[Opening SUPPLIED MATERIAL section]

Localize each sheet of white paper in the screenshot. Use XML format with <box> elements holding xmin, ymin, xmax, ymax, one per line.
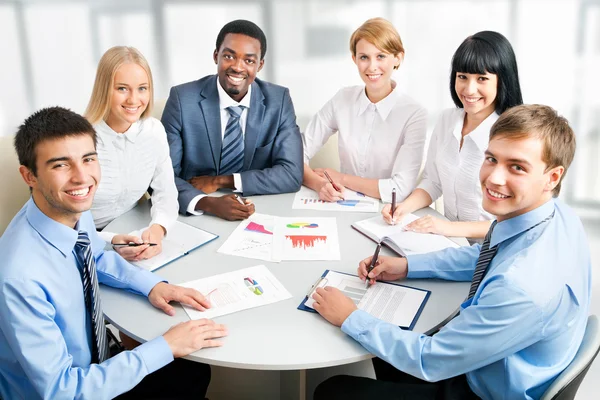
<box><xmin>217</xmin><ymin>213</ymin><xmax>279</xmax><ymax>262</ymax></box>
<box><xmin>179</xmin><ymin>265</ymin><xmax>292</xmax><ymax>320</ymax></box>
<box><xmin>292</xmin><ymin>185</ymin><xmax>379</xmax><ymax>212</ymax></box>
<box><xmin>272</xmin><ymin>217</ymin><xmax>340</xmax><ymax>261</ymax></box>
<box><xmin>304</xmin><ymin>271</ymin><xmax>428</xmax><ymax>327</ymax></box>
<box><xmin>354</xmin><ymin>213</ymin><xmax>420</xmax><ymax>239</ymax></box>
<box><xmin>128</xmin><ymin>221</ymin><xmax>217</xmax><ymax>271</ymax></box>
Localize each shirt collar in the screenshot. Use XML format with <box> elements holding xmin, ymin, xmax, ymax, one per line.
<box><xmin>452</xmin><ymin>111</ymin><xmax>500</xmax><ymax>151</ymax></box>
<box><xmin>217</xmin><ymin>79</ymin><xmax>252</xmax><ymax>111</ymax></box>
<box><xmin>98</xmin><ymin>119</ymin><xmax>141</xmax><ymax>144</ymax></box>
<box><xmin>25</xmin><ymin>197</ymin><xmax>79</xmax><ymax>258</ymax></box>
<box><xmin>490</xmin><ymin>198</ymin><xmax>556</xmax><ymax>248</ymax></box>
<box><xmin>356</xmin><ymin>83</ymin><xmax>399</xmax><ymax>121</ymax></box>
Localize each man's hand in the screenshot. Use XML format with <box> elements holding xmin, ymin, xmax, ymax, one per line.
<box><xmin>149</xmin><ymin>282</ymin><xmax>211</xmax><ymax>316</ymax></box>
<box><xmin>381</xmin><ymin>203</ymin><xmax>408</xmax><ymax>226</ymax></box>
<box><xmin>163</xmin><ymin>319</ymin><xmax>228</xmax><ymax>358</ymax></box>
<box><xmin>111</xmin><ymin>234</ymin><xmax>149</xmax><ymax>261</ymax></box>
<box><xmin>188</xmin><ymin>176</ymin><xmax>221</xmax><ymax>194</ymax></box>
<box><xmin>404</xmin><ymin>215</ymin><xmax>451</xmax><ymax>236</ymax></box>
<box><xmin>197</xmin><ymin>194</ymin><xmax>255</xmax><ymax>220</ymax></box>
<box><xmin>135</xmin><ymin>224</ymin><xmax>165</xmax><ymax>260</ymax></box>
<box><xmin>358</xmin><ymin>255</ymin><xmax>408</xmax><ymax>285</ymax></box>
<box><xmin>311</xmin><ymin>287</ymin><xmax>357</xmax><ymax>327</ymax></box>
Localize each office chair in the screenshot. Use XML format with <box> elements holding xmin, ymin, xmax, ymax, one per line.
<box><xmin>541</xmin><ymin>315</ymin><xmax>600</xmax><ymax>400</ymax></box>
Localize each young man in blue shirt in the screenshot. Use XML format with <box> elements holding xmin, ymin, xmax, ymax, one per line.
<box><xmin>0</xmin><ymin>107</ymin><xmax>227</xmax><ymax>399</ymax></box>
<box><xmin>312</xmin><ymin>104</ymin><xmax>590</xmax><ymax>400</ymax></box>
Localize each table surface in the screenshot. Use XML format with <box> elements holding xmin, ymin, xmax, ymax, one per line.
<box><xmin>100</xmin><ymin>192</ymin><xmax>469</xmax><ymax>370</ymax></box>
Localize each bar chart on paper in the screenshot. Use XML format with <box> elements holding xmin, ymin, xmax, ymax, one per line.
<box><xmin>293</xmin><ymin>186</ymin><xmax>379</xmax><ymax>212</ymax></box>
<box><xmin>273</xmin><ymin>217</ymin><xmax>340</xmax><ymax>261</ymax></box>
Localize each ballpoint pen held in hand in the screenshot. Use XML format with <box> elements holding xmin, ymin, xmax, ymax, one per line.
<box><xmin>366</xmin><ymin>243</ymin><xmax>382</xmax><ymax>288</ymax></box>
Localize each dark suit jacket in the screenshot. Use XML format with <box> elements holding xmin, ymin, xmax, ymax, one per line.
<box><xmin>162</xmin><ymin>75</ymin><xmax>303</xmax><ymax>213</ymax></box>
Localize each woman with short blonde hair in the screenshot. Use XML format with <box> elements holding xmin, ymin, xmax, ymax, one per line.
<box><xmin>302</xmin><ymin>17</ymin><xmax>427</xmax><ymax>203</ymax></box>
<box><xmin>85</xmin><ymin>46</ymin><xmax>177</xmax><ymax>262</ymax></box>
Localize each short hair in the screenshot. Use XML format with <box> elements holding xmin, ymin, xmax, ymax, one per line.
<box><xmin>84</xmin><ymin>46</ymin><xmax>154</xmax><ymax>125</ymax></box>
<box><xmin>490</xmin><ymin>104</ymin><xmax>575</xmax><ymax>196</ymax></box>
<box><xmin>215</xmin><ymin>20</ymin><xmax>267</xmax><ymax>60</ymax></box>
<box><xmin>349</xmin><ymin>18</ymin><xmax>404</xmax><ymax>69</ymax></box>
<box><xmin>14</xmin><ymin>107</ymin><xmax>97</xmax><ymax>176</ymax></box>
<box><xmin>450</xmin><ymin>31</ymin><xmax>523</xmax><ymax>114</ymax></box>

[Closing SUPPLIED MATERIAL section]

**WORK TASK:** Write out the entries above in full and exactly; no pictures.

**WORKED SOLUTION:**
Localize each sheet of white paper in the screenshot. Use XML format with <box> elements holding xmin, ymin, xmax, ymax, one per line.
<box><xmin>217</xmin><ymin>213</ymin><xmax>279</xmax><ymax>262</ymax></box>
<box><xmin>179</xmin><ymin>265</ymin><xmax>292</xmax><ymax>320</ymax></box>
<box><xmin>292</xmin><ymin>185</ymin><xmax>379</xmax><ymax>212</ymax></box>
<box><xmin>272</xmin><ymin>217</ymin><xmax>340</xmax><ymax>261</ymax></box>
<box><xmin>304</xmin><ymin>271</ymin><xmax>428</xmax><ymax>327</ymax></box>
<box><xmin>354</xmin><ymin>213</ymin><xmax>420</xmax><ymax>239</ymax></box>
<box><xmin>128</xmin><ymin>221</ymin><xmax>217</xmax><ymax>271</ymax></box>
Localize each shirt collar in the screenshot. Use XML format with <box> elements holding xmin, ymin, xmax, ymax, one per line.
<box><xmin>452</xmin><ymin>111</ymin><xmax>500</xmax><ymax>151</ymax></box>
<box><xmin>217</xmin><ymin>79</ymin><xmax>252</xmax><ymax>111</ymax></box>
<box><xmin>98</xmin><ymin>119</ymin><xmax>141</xmax><ymax>144</ymax></box>
<box><xmin>25</xmin><ymin>197</ymin><xmax>79</xmax><ymax>258</ymax></box>
<box><xmin>490</xmin><ymin>198</ymin><xmax>556</xmax><ymax>248</ymax></box>
<box><xmin>356</xmin><ymin>83</ymin><xmax>399</xmax><ymax>121</ymax></box>
Localize each man's hand in the screenshot. Use XML format with <box> elements holding xmin, ymin, xmax, ymax, one per line.
<box><xmin>149</xmin><ymin>282</ymin><xmax>211</xmax><ymax>316</ymax></box>
<box><xmin>381</xmin><ymin>203</ymin><xmax>408</xmax><ymax>226</ymax></box>
<box><xmin>163</xmin><ymin>319</ymin><xmax>228</xmax><ymax>358</ymax></box>
<box><xmin>111</xmin><ymin>234</ymin><xmax>149</xmax><ymax>261</ymax></box>
<box><xmin>188</xmin><ymin>176</ymin><xmax>221</xmax><ymax>194</ymax></box>
<box><xmin>404</xmin><ymin>215</ymin><xmax>451</xmax><ymax>236</ymax></box>
<box><xmin>197</xmin><ymin>194</ymin><xmax>255</xmax><ymax>220</ymax></box>
<box><xmin>135</xmin><ymin>224</ymin><xmax>165</xmax><ymax>260</ymax></box>
<box><xmin>358</xmin><ymin>255</ymin><xmax>408</xmax><ymax>285</ymax></box>
<box><xmin>311</xmin><ymin>287</ymin><xmax>357</xmax><ymax>327</ymax></box>
Localize each office chair in the screenshot. Use XML format with <box> elements holding xmin, ymin, xmax, ymax, one per line.
<box><xmin>541</xmin><ymin>315</ymin><xmax>600</xmax><ymax>400</ymax></box>
Localize each young man in blue shirt in the screenshot. Use XML format with <box> elements holding xmin, ymin, xmax, ymax, one per line.
<box><xmin>0</xmin><ymin>107</ymin><xmax>227</xmax><ymax>399</ymax></box>
<box><xmin>312</xmin><ymin>104</ymin><xmax>590</xmax><ymax>400</ymax></box>
Localize each table surface in the screenshot. Use XML format with <box> elements holding xmin, ymin, xmax, ymax, one per line.
<box><xmin>100</xmin><ymin>192</ymin><xmax>469</xmax><ymax>370</ymax></box>
Localize each bar chart on paper in the screenshot. Use XML format with <box> elements holding xmin, ymin, xmax, ymax, one per line.
<box><xmin>293</xmin><ymin>186</ymin><xmax>379</xmax><ymax>212</ymax></box>
<box><xmin>273</xmin><ymin>217</ymin><xmax>340</xmax><ymax>261</ymax></box>
Localize each ballpoint pen held in hand in the screenshot. Use XML format with <box> elements holding xmin, ymin, xmax, ymax, one per line.
<box><xmin>366</xmin><ymin>243</ymin><xmax>382</xmax><ymax>288</ymax></box>
Localize each dark suit jacket in the screenshot. Use XML format with <box> elements holding xmin, ymin, xmax, ymax, one per line.
<box><xmin>162</xmin><ymin>75</ymin><xmax>303</xmax><ymax>213</ymax></box>
Localize each woman with short blonde hair in the screenshot. Use XML format with <box> elements holding xmin, ymin, xmax, ymax, one per line.
<box><xmin>302</xmin><ymin>17</ymin><xmax>427</xmax><ymax>203</ymax></box>
<box><xmin>85</xmin><ymin>46</ymin><xmax>177</xmax><ymax>262</ymax></box>
Localize each short hair in the screenshot. Use XML format with <box> elements holding xmin, ymin, xmax, ymax, one per line.
<box><xmin>84</xmin><ymin>46</ymin><xmax>154</xmax><ymax>125</ymax></box>
<box><xmin>490</xmin><ymin>104</ymin><xmax>575</xmax><ymax>196</ymax></box>
<box><xmin>215</xmin><ymin>20</ymin><xmax>267</xmax><ymax>60</ymax></box>
<box><xmin>349</xmin><ymin>18</ymin><xmax>404</xmax><ymax>69</ymax></box>
<box><xmin>14</xmin><ymin>107</ymin><xmax>97</xmax><ymax>176</ymax></box>
<box><xmin>450</xmin><ymin>31</ymin><xmax>523</xmax><ymax>114</ymax></box>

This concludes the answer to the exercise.